## To do
Can you revise the records below, changing every "Format sample" to "Coordinate format" and keeping everything else the same? Leave the pictures out of your answer.
** START Dataset records **
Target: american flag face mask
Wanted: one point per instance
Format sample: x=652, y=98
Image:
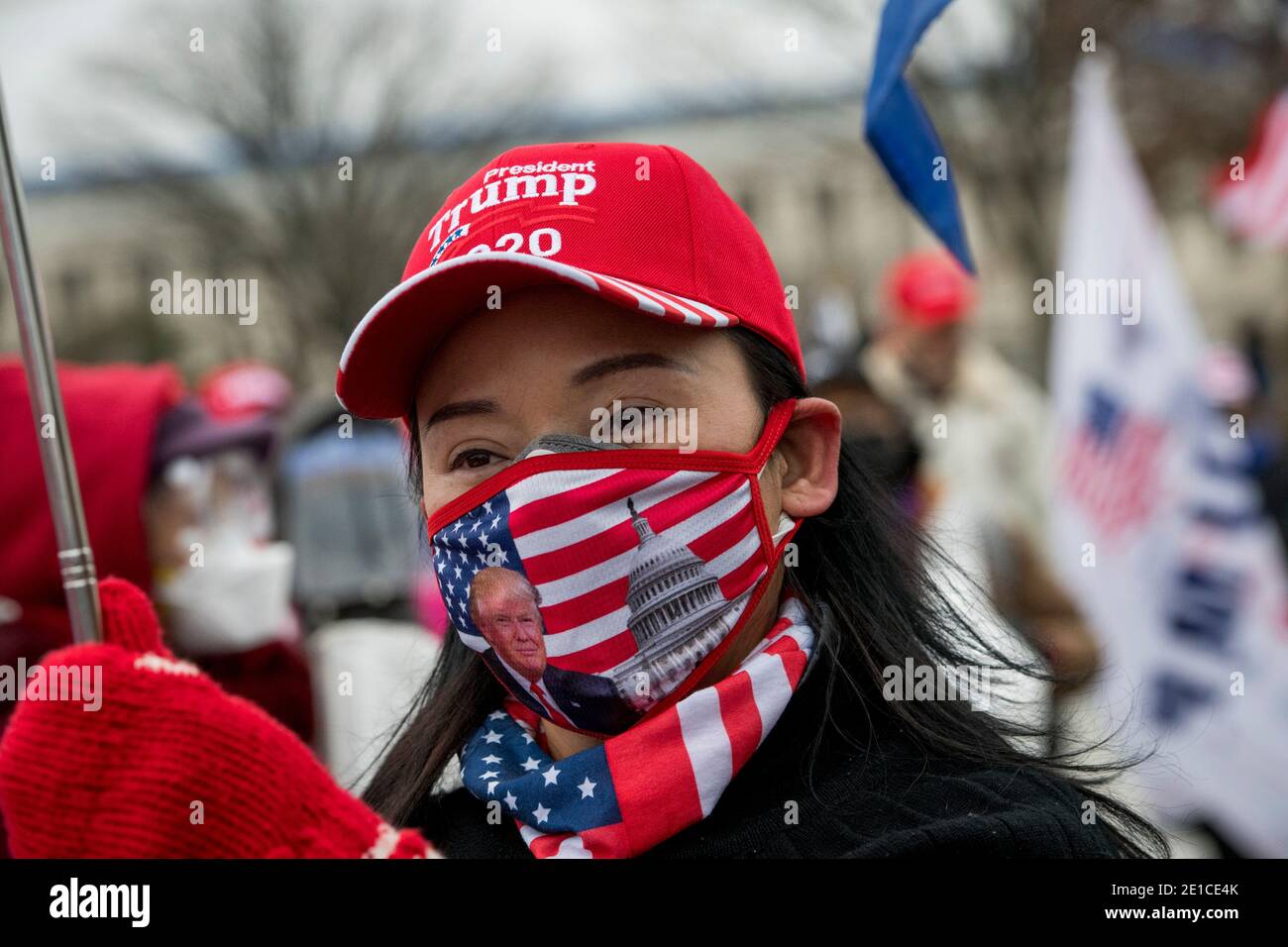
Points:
x=600, y=585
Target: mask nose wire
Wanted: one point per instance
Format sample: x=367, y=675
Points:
x=561, y=444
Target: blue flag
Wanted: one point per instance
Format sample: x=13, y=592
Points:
x=900, y=131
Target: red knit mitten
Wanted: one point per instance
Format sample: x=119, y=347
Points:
x=166, y=764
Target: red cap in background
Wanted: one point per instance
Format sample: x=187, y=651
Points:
x=930, y=289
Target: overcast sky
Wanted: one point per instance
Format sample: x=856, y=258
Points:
x=606, y=54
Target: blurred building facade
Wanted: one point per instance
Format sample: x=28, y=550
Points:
x=828, y=213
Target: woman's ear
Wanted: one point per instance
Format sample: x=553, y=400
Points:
x=810, y=449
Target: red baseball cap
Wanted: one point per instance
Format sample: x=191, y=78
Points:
x=643, y=226
x=930, y=289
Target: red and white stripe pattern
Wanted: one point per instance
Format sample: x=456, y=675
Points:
x=670, y=771
x=1256, y=208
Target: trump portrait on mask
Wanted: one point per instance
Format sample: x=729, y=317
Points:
x=505, y=608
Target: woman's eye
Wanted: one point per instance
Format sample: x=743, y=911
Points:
x=472, y=459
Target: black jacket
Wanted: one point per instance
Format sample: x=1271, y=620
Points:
x=850, y=801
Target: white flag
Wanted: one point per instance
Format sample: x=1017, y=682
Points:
x=1157, y=528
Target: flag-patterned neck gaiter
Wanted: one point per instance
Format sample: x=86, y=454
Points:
x=642, y=787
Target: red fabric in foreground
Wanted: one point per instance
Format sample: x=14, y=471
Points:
x=170, y=766
x=112, y=414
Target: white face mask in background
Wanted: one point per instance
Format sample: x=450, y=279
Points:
x=239, y=598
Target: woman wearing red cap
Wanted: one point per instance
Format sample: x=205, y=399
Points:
x=687, y=620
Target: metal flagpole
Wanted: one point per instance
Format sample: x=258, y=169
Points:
x=75, y=558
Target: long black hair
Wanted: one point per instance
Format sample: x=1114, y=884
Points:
x=866, y=575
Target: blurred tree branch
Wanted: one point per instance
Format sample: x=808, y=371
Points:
x=282, y=97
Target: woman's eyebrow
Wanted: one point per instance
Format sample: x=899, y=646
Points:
x=459, y=408
x=635, y=360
** END Dataset records **
## Expected answer
Target: american flag face mask
Wanted: one point per instance
Coordinate format: x=652, y=98
Image:
Points:
x=600, y=585
Target: mask nose wire
Wanted: one point per instance
Coordinate format: x=367, y=675
Points:
x=561, y=444
Target: blue flag
Wanted: one point per instance
Coordinate format: x=13, y=592
Points:
x=900, y=131
Target: red knit mitten
Wanted: one point per instance
Coordinate format: x=119, y=347
Points:
x=166, y=764
Target: red cap in background
Wanted: one point per instance
Coordinate format: x=187, y=651
Points:
x=930, y=289
Target: overcast sky
Wanted: one point per instance
Coordinate format: x=856, y=258
Points:
x=606, y=54
Target: blurred building facade
Wanted: one point per instance
Coordinate format: x=28, y=550
Points:
x=828, y=213
Target: woman's ear
Wanted: one point per instance
Coordinate format: x=553, y=400
Points:
x=810, y=449
Target: red baseball cap
Wanted: one point per instance
Coordinate format: x=191, y=78
Points:
x=643, y=226
x=930, y=289
Target: red and white stripe pattern
Wanted: one point per instance
Coordinate format: x=456, y=675
Points:
x=670, y=771
x=1256, y=208
Target: trump portrait on mask
Wanted: one point per instance
Coordinate format: x=729, y=317
Points:
x=505, y=608
Target: woman's eye
Wanted: one point per instance
Coordinate format: x=743, y=911
Points:
x=472, y=459
Target: black jacket
Wanted: one point per instance
Coordinate format: x=1271, y=620
Points:
x=850, y=801
Target: white flag
Wanted: one point per instance
Coordinate format: x=1017, y=682
Points:
x=1157, y=528
Target: flag-patterned neck gaiter
Wanted: one point per instance
Coordinate format: x=86, y=454
Points:
x=642, y=787
Target: red fabric in foreground
Wanted: one point per instance
Coordinate format: x=14, y=471
Points:
x=170, y=766
x=112, y=414
Target: white face mask in background
Wanted: one point per instance
Coordinate format: x=450, y=279
Points:
x=239, y=598
Target: woman wearing red cap
Wanted: one point per instance
Coordinate format: x=205, y=399
Points:
x=687, y=620
Target: metal flagpole
Wanted: one point per instance
Coordinate format: x=258, y=169
Points:
x=75, y=558
Target: long black hair
Wanted: one point per instance
Coordinate format: x=1114, y=884
Points:
x=866, y=575
Target: blurred tree branch
Wanted: one point per instance
Coordinate format: x=808, y=371
Points:
x=282, y=97
Target: woman's eyebrow
Wanted: one point per instance
Coordinate format: x=899, y=646
Points:
x=459, y=408
x=635, y=360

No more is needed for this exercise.